Your task:
Your response should be the listing below, repeated exactly and in full.

Data supplied:
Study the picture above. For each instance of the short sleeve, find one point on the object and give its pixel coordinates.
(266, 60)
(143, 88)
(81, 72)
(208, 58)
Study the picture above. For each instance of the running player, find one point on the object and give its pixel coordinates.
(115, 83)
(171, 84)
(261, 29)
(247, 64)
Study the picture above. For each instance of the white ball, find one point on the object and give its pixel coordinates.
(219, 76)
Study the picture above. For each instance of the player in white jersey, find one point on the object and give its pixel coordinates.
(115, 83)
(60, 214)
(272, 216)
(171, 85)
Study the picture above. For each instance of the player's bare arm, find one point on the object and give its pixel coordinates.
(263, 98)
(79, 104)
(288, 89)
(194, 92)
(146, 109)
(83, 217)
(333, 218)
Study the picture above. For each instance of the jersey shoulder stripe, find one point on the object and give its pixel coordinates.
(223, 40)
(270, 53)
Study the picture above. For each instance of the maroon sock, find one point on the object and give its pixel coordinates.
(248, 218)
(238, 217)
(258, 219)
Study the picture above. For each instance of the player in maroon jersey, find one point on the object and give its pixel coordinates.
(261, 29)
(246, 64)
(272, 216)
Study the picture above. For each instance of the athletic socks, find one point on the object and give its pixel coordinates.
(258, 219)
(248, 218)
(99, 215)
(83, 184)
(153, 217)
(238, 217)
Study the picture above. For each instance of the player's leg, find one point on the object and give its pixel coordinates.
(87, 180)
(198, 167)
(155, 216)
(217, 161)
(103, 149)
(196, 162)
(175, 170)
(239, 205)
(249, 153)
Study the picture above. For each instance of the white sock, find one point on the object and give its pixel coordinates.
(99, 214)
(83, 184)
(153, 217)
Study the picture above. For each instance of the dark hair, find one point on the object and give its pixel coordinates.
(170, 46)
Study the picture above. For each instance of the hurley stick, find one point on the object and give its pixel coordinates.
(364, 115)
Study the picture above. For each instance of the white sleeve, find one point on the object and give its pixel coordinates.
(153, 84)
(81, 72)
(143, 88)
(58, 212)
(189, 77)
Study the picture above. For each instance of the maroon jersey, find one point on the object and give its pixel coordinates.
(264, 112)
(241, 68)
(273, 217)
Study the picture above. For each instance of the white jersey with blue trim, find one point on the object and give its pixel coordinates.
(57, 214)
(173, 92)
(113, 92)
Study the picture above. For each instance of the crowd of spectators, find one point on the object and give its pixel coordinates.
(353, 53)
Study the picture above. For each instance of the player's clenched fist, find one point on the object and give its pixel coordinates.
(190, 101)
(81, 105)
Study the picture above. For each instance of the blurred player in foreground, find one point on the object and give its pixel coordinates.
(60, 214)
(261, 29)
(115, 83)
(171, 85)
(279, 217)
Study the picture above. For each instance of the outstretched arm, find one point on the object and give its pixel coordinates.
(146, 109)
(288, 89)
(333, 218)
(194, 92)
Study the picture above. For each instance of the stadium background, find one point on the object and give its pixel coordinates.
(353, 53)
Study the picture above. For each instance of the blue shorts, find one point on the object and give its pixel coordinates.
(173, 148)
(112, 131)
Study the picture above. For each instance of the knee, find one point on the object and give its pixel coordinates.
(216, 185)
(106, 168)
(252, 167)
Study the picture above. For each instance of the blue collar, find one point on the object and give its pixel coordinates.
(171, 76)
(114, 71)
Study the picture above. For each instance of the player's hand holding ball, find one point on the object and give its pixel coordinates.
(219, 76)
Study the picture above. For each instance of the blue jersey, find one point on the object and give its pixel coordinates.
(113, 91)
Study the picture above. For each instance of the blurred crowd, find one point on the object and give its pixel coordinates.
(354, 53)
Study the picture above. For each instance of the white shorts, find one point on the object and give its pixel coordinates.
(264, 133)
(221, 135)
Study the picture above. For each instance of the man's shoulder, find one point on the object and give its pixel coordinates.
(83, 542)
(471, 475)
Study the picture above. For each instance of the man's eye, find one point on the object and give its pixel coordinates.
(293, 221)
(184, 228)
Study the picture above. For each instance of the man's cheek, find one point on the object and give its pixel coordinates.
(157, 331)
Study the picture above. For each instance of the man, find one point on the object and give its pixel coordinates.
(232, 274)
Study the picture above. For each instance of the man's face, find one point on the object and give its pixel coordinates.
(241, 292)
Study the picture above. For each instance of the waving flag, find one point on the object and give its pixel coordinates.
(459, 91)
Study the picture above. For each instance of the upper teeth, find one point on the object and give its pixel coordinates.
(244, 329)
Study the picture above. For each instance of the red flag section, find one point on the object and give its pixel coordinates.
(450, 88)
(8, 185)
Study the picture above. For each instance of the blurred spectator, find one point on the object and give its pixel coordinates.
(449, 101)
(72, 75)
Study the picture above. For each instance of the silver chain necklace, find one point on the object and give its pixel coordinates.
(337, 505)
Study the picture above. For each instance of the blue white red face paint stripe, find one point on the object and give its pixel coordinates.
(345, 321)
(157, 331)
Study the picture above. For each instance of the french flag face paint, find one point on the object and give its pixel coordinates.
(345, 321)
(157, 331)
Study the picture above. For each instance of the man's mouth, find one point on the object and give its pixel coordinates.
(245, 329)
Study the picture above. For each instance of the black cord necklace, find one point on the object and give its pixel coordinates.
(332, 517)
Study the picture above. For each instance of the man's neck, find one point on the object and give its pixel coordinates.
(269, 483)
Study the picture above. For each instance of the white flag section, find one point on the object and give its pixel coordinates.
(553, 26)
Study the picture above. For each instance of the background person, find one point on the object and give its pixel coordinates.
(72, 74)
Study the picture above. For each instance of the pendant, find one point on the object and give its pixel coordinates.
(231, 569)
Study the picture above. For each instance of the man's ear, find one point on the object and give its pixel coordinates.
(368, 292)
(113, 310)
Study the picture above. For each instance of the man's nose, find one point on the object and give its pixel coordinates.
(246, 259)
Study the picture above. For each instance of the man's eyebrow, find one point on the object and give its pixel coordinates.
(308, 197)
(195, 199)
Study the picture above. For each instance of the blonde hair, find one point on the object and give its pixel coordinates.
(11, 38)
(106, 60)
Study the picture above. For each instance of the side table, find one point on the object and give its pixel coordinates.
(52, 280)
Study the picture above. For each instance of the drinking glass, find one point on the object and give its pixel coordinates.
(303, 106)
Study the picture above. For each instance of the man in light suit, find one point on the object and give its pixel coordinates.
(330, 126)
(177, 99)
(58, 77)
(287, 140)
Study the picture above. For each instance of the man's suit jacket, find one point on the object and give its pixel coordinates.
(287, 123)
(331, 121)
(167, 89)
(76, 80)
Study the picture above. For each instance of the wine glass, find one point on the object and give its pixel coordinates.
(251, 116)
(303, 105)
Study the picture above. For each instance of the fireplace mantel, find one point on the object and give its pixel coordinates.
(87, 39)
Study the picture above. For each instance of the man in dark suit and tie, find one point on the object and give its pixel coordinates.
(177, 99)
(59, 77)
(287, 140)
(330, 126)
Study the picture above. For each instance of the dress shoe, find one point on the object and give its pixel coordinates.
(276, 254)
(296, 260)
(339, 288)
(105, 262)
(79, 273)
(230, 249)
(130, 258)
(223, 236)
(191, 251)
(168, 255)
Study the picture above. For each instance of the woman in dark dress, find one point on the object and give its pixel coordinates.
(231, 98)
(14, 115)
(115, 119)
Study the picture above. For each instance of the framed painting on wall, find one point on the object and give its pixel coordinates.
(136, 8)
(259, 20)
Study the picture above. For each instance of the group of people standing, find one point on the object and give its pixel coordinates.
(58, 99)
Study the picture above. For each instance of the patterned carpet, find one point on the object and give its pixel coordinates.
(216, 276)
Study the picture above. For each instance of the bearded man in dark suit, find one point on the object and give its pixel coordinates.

Response to this exercise:
Study the picture above. For each instance of the short sleeve, find one point on the object and give its pixel coordinates.
(266, 60)
(143, 88)
(81, 72)
(208, 58)
Study the picture above. For each instance of the running player, find one point on the object and give its pixel coordinates.
(115, 83)
(171, 84)
(261, 29)
(247, 64)
Study the picture above. For each instance of the white ball, find one point on the object and give its pixel coordinates.
(219, 76)
Study the picture above. For each instance of the player in white jersey, find one point on the object and give its pixel coordinates.
(115, 83)
(60, 214)
(272, 216)
(171, 85)
Study the picture above. For each instance of the player's bare arm, find one point on the object and give its pixel coordinates.
(263, 98)
(79, 104)
(288, 89)
(194, 92)
(146, 109)
(83, 217)
(333, 218)
Study the picture above. For each instance of the jersey shoulder stripe, find one point on the object and give its pixel coordinates.
(223, 40)
(270, 53)
Study the picture above. For each instance of the maroon sock, find one point on the object and give its pixel coordinates.
(248, 218)
(238, 217)
(258, 219)
Study the picture above. For each instance of the player in maroon jersey, find one point on the object and give its pixel coordinates.
(261, 29)
(246, 64)
(272, 216)
Study the picture above. For each instance of the athletic socks, find one point on the object and give its pixel coordinates.
(258, 219)
(248, 218)
(99, 215)
(83, 184)
(153, 217)
(238, 217)
Study the picture above. For each instance of the player's leg, find one point on the object and give its pixel coordinates.
(87, 180)
(198, 167)
(155, 216)
(217, 161)
(103, 149)
(196, 162)
(175, 170)
(239, 205)
(249, 153)
Study the picture above. For each instance of the white sock, find one point on the object and give its pixel coordinates.
(99, 214)
(83, 184)
(153, 217)
Study the picture above. For each instance of the dark hair, find one point on the object and give its pixel coordinates.
(170, 46)
Study the picture above. For each instance of the hurley stick, find one point on the object and give its pixel coordinates.
(364, 115)
Study the picture above. For each instance of the white sleeve, find one point on the object and give its pixel coordinates.
(153, 84)
(81, 72)
(143, 88)
(58, 212)
(189, 77)
Study the picture above. For each instance of the maroon jersey, find one point on the object and give its pixel coordinates.
(264, 112)
(241, 68)
(273, 217)
Study the picture above. For each instance of the white jersey with blue trim, find one point on the object and give its pixel coordinates.
(57, 214)
(173, 92)
(113, 92)
Study the picture above. For each instance of the crowd of spectators, find one point on the object and give its pixel coordinates.
(353, 53)
Study the picture above. For each instance of the player's clenched fist, find one point on the object and give its pixel coordinates.
(190, 101)
(81, 105)
Study the picture above. For each instance of the blurred player in foreground, find one point on the object and give its pixel coordinates.
(60, 214)
(261, 29)
(115, 83)
(171, 85)
(279, 217)
Study the picture above. For each instance of the outstretched arm, find one point on the object and give its pixel coordinates.
(146, 109)
(288, 89)
(333, 218)
(194, 92)
Study the picture above. For each instance of the stadium background, find one point on the object and give its pixel coordinates.
(353, 53)
Study the picture above. For each instance of the blue shorts, find one point on the object and give its pixel coordinates.
(173, 148)
(112, 131)
Study the picture above. For each instance of the knee, find one point on the object and give its pixel coordinates.
(216, 185)
(106, 168)
(252, 167)
Study the picture above. For each instance of the blue collar, find one point on the object and give its pixel coordinates.
(171, 76)
(114, 71)
Study the picture above. For each instance of the player's hand holding ball, find one point on the object and give its pixel coordinates.
(219, 76)
Study the picture above. For each instance of the blue jersey, find one point on the object and give its pixel coordinates.
(113, 91)
Study the picture above. For each instance of the blurred crowd, find one point on the object and give its pixel coordinates.
(354, 53)
Study the picture above. For each instance of the white shorts, find one point on the object and give its pixel coordinates.
(264, 133)
(221, 135)
Study the picture above. For each instance of the man's shoulder, find one point on the object and give its pixel coordinates.
(83, 542)
(471, 475)
Study the picture above. For each instance of the man's eye, find one point on the object and give its pixel coordinates.
(293, 221)
(184, 228)
Study the picture above. For each instance of the man's cheek, find one point on the object and give its pixel coordinates.
(157, 331)
Study the picture above. For each instance of the man, find one point on the object and give its pixel coordinates.
(232, 274)
Study the picture above. For each instance of the man's face, find one point on the object and give its pixel coordinates.
(241, 292)
Study the picture above. For each instance of the waving flag, find one point on the object and give its pixel coordinates.
(459, 91)
Study the picture above. For each instance of the upper teeth, find one point on the object and give its pixel coordinates.
(244, 329)
Study the picture above. For each instance of the red flag section, find one point on the object and give its pixel coordinates.
(450, 88)
(8, 185)
Study the picture above. For each instance of the blurred spectator, find one point on the object and give its pixel coordinates.
(449, 101)
(72, 75)
Study the picture above. For each instance of the silver chain necklace, find one point on the object and give its pixel coordinates.
(337, 505)
Study the picture above. For each instance of the blue white red face paint stripe, find one point on the object and give its pixel coordinates.
(345, 321)
(157, 331)
Study the picture above. For each instance of the french flag face paint, find one point on the object and give its pixel coordinates.
(345, 321)
(157, 331)
Study the picture above. For each instance of the man's mouth, find one point on the object and give its pixel coordinates.
(245, 329)
Study the picture above. For each instance of the black cord necklace, find one point on the object and give its pixel coordinates.
(332, 517)
Study the picture above. For each instance of the man's neck, find one point on the object and give its pixel coordinates.
(269, 483)
Study the picture above. For each instance of the white flag section, find one point on the object and give its pixel coordinates.
(553, 26)
Study the picture above. For each instance of the background person, find one point on the object and give its pixel coordinates.
(72, 74)
Study the picture above. For each instance of the pendant, find one point on the object and give its pixel coordinates.
(231, 569)
Study the picture above. For each instance of the man's ear, find one point on the object and give its pixel coordinates.
(368, 292)
(113, 310)
Study the picture above. For each instance of the man's nose, find one point on the object and give its pixel coordinates.
(246, 259)
Study the picture above. For each instance of the man's eyebrow, find one point on the object and give its pixel coordinates.
(308, 197)
(195, 199)
Study the picture above. For each instance of the blonde hair, find one point on the object and give its pixel coordinates.
(11, 38)
(106, 60)
Study the picture above. For each instance of the side table, find one point on the object and give its pixel coordinates.
(52, 280)
Study the picture above. For each instance of the drinking glass, find one point on the object and give its pixel coordinates.
(303, 106)
Study the picture above. For each instance of the man in light suit, find one point on the object and give its pixel coordinates.
(330, 126)
(177, 99)
(58, 77)
(287, 140)
Study the picture above. For each instance of the man's suit jacket, find one point on the object and give its pixel coordinates.
(287, 123)
(331, 121)
(167, 89)
(76, 80)
Study the picture above. For each instance of the wine glass, find one point on the object and give its pixel coordinates.
(251, 116)
(303, 105)
Study the picture above. For each instance of the fireplace mantel, find one point on the object and give its pixel coordinates.
(87, 39)
Study the picture above. For each instance of the man in dark suit and tie, find one point on the object and give its pixel coordinates.
(177, 99)
(59, 77)
(287, 140)
(330, 126)
Study the picture above. For each instance of the dress shoe, find one point on the object and give its pixel coordinates.
(276, 254)
(296, 260)
(339, 288)
(105, 262)
(79, 273)
(230, 249)
(130, 258)
(223, 236)
(191, 251)
(168, 255)
Study the picture above. For each instance of the woman in dark dress, find one point on the object and give its pixel coordinates.
(231, 98)
(14, 115)
(115, 119)
Study the picture above. For each instance of the framed painting on wall, find one point on the object and give its pixel coordinates.
(136, 8)
(259, 20)
Study the picture above. For each instance of the group of people standing, find one point on the object and give its pixel coordinates.
(58, 99)
Study the picture above. For each instance of the patterned carpet, find one point on the object and give its pixel coordinates.
(216, 276)
Study the picture above. For each instance of the bearded man in dark suit, find one point on the object and give its pixel coordinates.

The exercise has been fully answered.